Show every line of the material that follows in which the word "matching" occurs.
===== Data shown
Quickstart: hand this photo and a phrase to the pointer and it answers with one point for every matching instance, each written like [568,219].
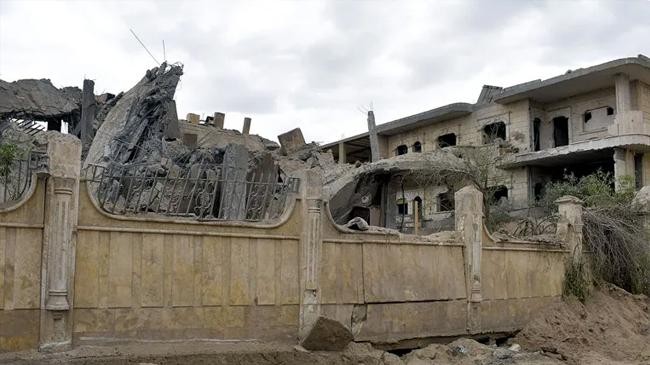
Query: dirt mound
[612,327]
==========
===== Data shown
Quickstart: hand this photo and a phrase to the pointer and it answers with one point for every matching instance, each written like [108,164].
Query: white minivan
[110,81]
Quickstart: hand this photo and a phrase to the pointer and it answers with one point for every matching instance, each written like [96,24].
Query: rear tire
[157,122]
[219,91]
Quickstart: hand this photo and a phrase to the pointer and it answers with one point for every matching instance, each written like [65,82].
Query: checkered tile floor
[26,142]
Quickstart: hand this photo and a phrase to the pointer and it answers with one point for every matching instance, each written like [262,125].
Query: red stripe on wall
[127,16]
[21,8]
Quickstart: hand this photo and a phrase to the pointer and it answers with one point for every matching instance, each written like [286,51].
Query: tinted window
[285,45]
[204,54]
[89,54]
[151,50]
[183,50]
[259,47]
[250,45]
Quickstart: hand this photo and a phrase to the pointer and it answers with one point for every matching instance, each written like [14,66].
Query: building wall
==========
#### [Result of the task]
Quickstart: hand this photo and a phrase to the pointer and it answers with one point for every matching instance, each written like [568,219].
Quickstart: hand this photo and a phrase to the pointer and it answers with one point for every matching instance, each written like [108,164].
Quickstart: hand this photo and a phrase to the pointer and it answers with one point for every matching instance, each written like [96,24].
Quickstart: hand this photo and a phrase to the pointer and it answers with one point for every matching instance, each written like [65,82].
Quickstart: hand this photo and a phrase to the pointer and it answers with one point for every matching instance, each written like [262,125].
Quickstart: hand this photo and a phrase to the pointer and it answers with one point for every matching instance, each written like [286,51].
Quickstart: hand this photo and a phrase to the pointer and it answers with one point for every matching instance, each written like [14,66].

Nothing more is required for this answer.